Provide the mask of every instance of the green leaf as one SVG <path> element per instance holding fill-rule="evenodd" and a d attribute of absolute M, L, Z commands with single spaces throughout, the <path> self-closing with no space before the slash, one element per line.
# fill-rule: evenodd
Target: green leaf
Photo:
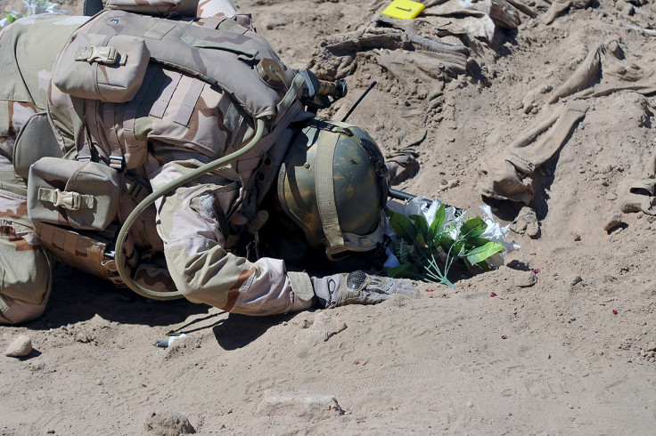
<path fill-rule="evenodd" d="M 503 249 L 504 249 L 503 245 L 489 241 L 482 246 L 477 246 L 475 248 L 469 250 L 465 254 L 465 255 L 466 255 L 467 261 L 469 261 L 471 263 L 473 264 L 473 263 L 478 263 L 480 262 L 486 260 L 492 254 L 496 254 L 496 253 L 499 253 Z"/>
<path fill-rule="evenodd" d="M 423 242 L 428 242 L 428 222 L 423 215 L 410 215 L 409 218 L 414 222 L 414 226 L 418 227 L 422 231 Z"/>
<path fill-rule="evenodd" d="M 417 228 L 407 216 L 390 211 L 390 224 L 399 238 L 410 245 L 414 245 L 414 240 L 417 238 Z"/>
<path fill-rule="evenodd" d="M 464 224 L 463 224 L 463 227 L 460 228 L 460 234 L 466 239 L 478 238 L 483 234 L 487 228 L 488 224 L 486 224 L 483 219 L 480 216 L 470 218 Z"/>
<path fill-rule="evenodd" d="M 447 217 L 446 210 L 447 208 L 444 205 L 439 205 L 439 207 L 435 212 L 435 218 L 433 218 L 433 222 L 430 223 L 430 228 L 428 230 L 428 240 L 432 241 L 435 239 L 435 236 L 439 231 L 439 228 L 442 227 L 444 219 Z M 435 242 L 439 243 L 439 241 Z"/>
<path fill-rule="evenodd" d="M 18 18 L 14 17 L 13 15 L 12 15 L 6 11 L 3 11 L 3 12 L 4 13 L 4 16 L 7 17 L 7 21 L 9 22 L 9 24 L 12 24 L 13 21 L 18 20 Z"/>

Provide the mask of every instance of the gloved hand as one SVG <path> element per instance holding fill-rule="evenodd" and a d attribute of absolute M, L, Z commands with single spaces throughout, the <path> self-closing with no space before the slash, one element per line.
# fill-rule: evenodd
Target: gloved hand
<path fill-rule="evenodd" d="M 345 304 L 375 304 L 394 294 L 410 295 L 417 292 L 412 283 L 398 279 L 370 276 L 363 270 L 312 278 L 317 305 L 323 309 Z"/>

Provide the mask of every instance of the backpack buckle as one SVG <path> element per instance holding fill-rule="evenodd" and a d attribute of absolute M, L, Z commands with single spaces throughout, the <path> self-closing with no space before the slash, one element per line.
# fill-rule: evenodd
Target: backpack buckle
<path fill-rule="evenodd" d="M 98 62 L 111 65 L 119 59 L 119 52 L 115 47 L 80 47 L 75 52 L 76 61 L 84 61 L 89 63 Z"/>

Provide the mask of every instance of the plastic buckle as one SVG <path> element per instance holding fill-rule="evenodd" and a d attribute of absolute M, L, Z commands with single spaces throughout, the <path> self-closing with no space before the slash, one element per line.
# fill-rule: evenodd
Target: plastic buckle
<path fill-rule="evenodd" d="M 119 53 L 114 47 L 80 47 L 75 52 L 76 61 L 86 61 L 89 63 L 100 62 L 111 65 L 116 62 Z"/>
<path fill-rule="evenodd" d="M 110 166 L 115 170 L 125 168 L 126 159 L 122 156 L 110 155 Z"/>
<path fill-rule="evenodd" d="M 69 210 L 79 210 L 79 194 L 78 192 L 61 191 L 54 190 L 55 207 L 63 207 Z"/>

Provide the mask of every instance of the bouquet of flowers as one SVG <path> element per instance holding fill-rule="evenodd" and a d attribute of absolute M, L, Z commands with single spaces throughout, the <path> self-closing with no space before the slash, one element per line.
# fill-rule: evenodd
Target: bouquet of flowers
<path fill-rule="evenodd" d="M 385 268 L 390 277 L 443 283 L 455 289 L 447 277 L 454 262 L 488 270 L 503 265 L 504 255 L 520 248 L 505 241 L 509 226 L 496 222 L 488 206 L 480 206 L 483 215 L 475 218 L 423 197 L 390 201 L 388 206 L 392 245 Z"/>

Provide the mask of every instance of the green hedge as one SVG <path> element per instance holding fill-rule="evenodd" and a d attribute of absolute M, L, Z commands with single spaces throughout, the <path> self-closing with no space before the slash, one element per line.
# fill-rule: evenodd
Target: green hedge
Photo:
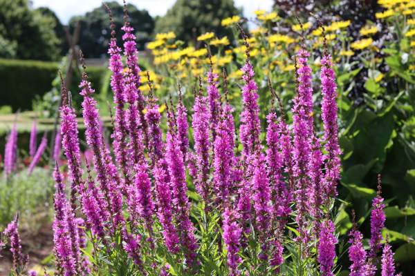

**Task goal:** Reproduce the entire listing above word for word, but leave out the pictures.

**Output for this exercise:**
Provide the mask of every instance of the green leaf as one SVG <path> element per instance holding fill-rule="evenodd" and a d attribute of absolute M, L, Z commands with single spaces throughout, the <path> self-closing with no space before the slash, one element per line.
# fill-rule: evenodd
Target: green leaf
Photo:
<path fill-rule="evenodd" d="M 503 249 L 504 249 L 503 245 L 489 241 L 482 246 L 477 246 L 475 248 L 469 250 L 465 254 L 465 255 L 466 255 L 467 261 L 469 261 L 471 263 L 473 264 L 473 263 L 478 263 L 480 262 L 486 260 L 492 254 L 496 254 L 496 253 L 499 253 Z"/>
<path fill-rule="evenodd" d="M 423 242 L 428 242 L 428 222 L 423 215 L 410 215 L 409 218 L 414 222 L 414 226 L 418 227 L 422 231 Z"/>
<path fill-rule="evenodd" d="M 417 228 L 407 216 L 390 211 L 390 224 L 399 238 L 410 245 L 414 245 L 414 240 L 417 238 Z"/>
<path fill-rule="evenodd" d="M 464 224 L 463 224 L 463 227 L 460 228 L 460 234 L 466 239 L 478 238 L 483 234 L 487 228 L 488 224 L 486 224 L 483 219 L 480 216 L 470 218 Z"/>
<path fill-rule="evenodd" d="M 447 217 L 446 210 L 447 208 L 444 205 L 439 205 L 439 207 L 435 212 L 435 218 L 433 218 L 433 222 L 430 223 L 430 228 L 428 230 L 428 240 L 432 241 L 435 239 L 435 236 L 439 231 L 439 228 L 442 227 L 444 219 Z M 435 242 L 439 243 L 439 241 Z"/>
<path fill-rule="evenodd" d="M 18 18 L 14 17 L 13 15 L 12 15 L 6 11 L 3 11 L 3 12 L 4 13 L 4 16 L 7 17 L 7 21 L 9 22 L 9 24 L 12 24 L 13 21 L 18 20 Z"/>

Provide the mask of every instance of the gloved hand as one SVG <path> element per instance holding fill-rule="evenodd" and a d attribute of absolute M, L, Z commands with single spaces throughout, the <path> self-closing with no space before the slash, one element per line.
# fill-rule: evenodd
Target: gloved hand
<path fill-rule="evenodd" d="M 345 304 L 375 304 L 394 294 L 410 295 L 417 292 L 412 283 L 398 279 L 370 276 L 363 270 L 312 278 L 317 305 L 323 309 Z"/>

Provide the mask of every instance of the backpack buckle as one SVG <path> element per instance holding fill-rule="evenodd" and a d attribute of absolute M, L, Z commands with single spaces throughout, the <path> self-closing with no space before the slash, one element per line.
# fill-rule: evenodd
Target: backpack buckle
<path fill-rule="evenodd" d="M 98 62 L 111 65 L 119 59 L 119 52 L 115 47 L 80 47 L 75 52 L 76 61 L 84 61 L 89 63 Z"/>

Provide the mask of every instance of the plastic buckle as one SVG <path> element per instance holding fill-rule="evenodd" and a d attribute of absolute M, L, Z commands with single spaces throughout, the <path> self-closing with no space before the slash, one element per line.
# fill-rule: evenodd
Target: plastic buckle
<path fill-rule="evenodd" d="M 119 53 L 114 47 L 80 47 L 75 52 L 76 61 L 86 61 L 89 63 L 100 62 L 111 65 L 116 62 Z"/>
<path fill-rule="evenodd" d="M 110 166 L 115 170 L 125 168 L 126 159 L 122 156 L 110 155 Z"/>
<path fill-rule="evenodd" d="M 69 210 L 79 210 L 79 194 L 78 192 L 61 191 L 54 190 L 55 207 L 63 207 Z"/>

Provide the mask of every instance of the bouquet of flowers as one SVG <path> element per instance holding fill-rule="evenodd" and a d attribute of absolute M, L, Z commands with single spaces throughout, the <path> self-closing with no space before the slash, one element per line.
# fill-rule: evenodd
Target: bouquet of flowers
<path fill-rule="evenodd" d="M 385 268 L 390 277 L 443 283 L 455 289 L 447 277 L 454 262 L 488 270 L 503 265 L 504 255 L 520 248 L 505 241 L 509 226 L 496 222 L 488 206 L 480 206 L 483 215 L 475 218 L 423 197 L 390 201 L 388 206 L 392 245 Z"/>

Provide the mask of every instance of the green hedge as one SVG <path> element per instance holding fill-rule="evenodd" and a d attribute of absolute M, L, Z commands with single spaces throughout, the <path> self-closing with no space before the slash, one element per line.
# fill-rule: evenodd
Target: green hedge
Photo:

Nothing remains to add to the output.